* Begin *

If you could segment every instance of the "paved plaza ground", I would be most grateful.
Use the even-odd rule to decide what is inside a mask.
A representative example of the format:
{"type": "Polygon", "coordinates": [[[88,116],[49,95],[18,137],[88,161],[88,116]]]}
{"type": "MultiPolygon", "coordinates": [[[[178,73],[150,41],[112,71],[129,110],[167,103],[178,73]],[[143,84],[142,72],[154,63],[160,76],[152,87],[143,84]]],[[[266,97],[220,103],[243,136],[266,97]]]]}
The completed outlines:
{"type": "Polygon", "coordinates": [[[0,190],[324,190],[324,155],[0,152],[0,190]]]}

* End *

JOB | Please repeat all the records above exactly as they appear.

EXERCISE OUTPUT |
If you could segment every instance of the "paved plaza ground", I would be most grateful.
Use the even-odd rule to decide what is inside a mask.
A representative example of the format:
{"type": "Polygon", "coordinates": [[[88,116],[49,95],[18,137],[88,161],[88,116]]]}
{"type": "MultiPolygon", "coordinates": [[[[178,73],[150,41],[112,71],[129,110],[167,103],[178,73]],[[143,84],[142,72],[154,63],[160,76],[152,87],[143,84]]],[[[266,97],[220,103],[243,136],[266,97]]]]}
The completed outlines:
{"type": "Polygon", "coordinates": [[[0,190],[324,190],[324,155],[0,152],[0,190]]]}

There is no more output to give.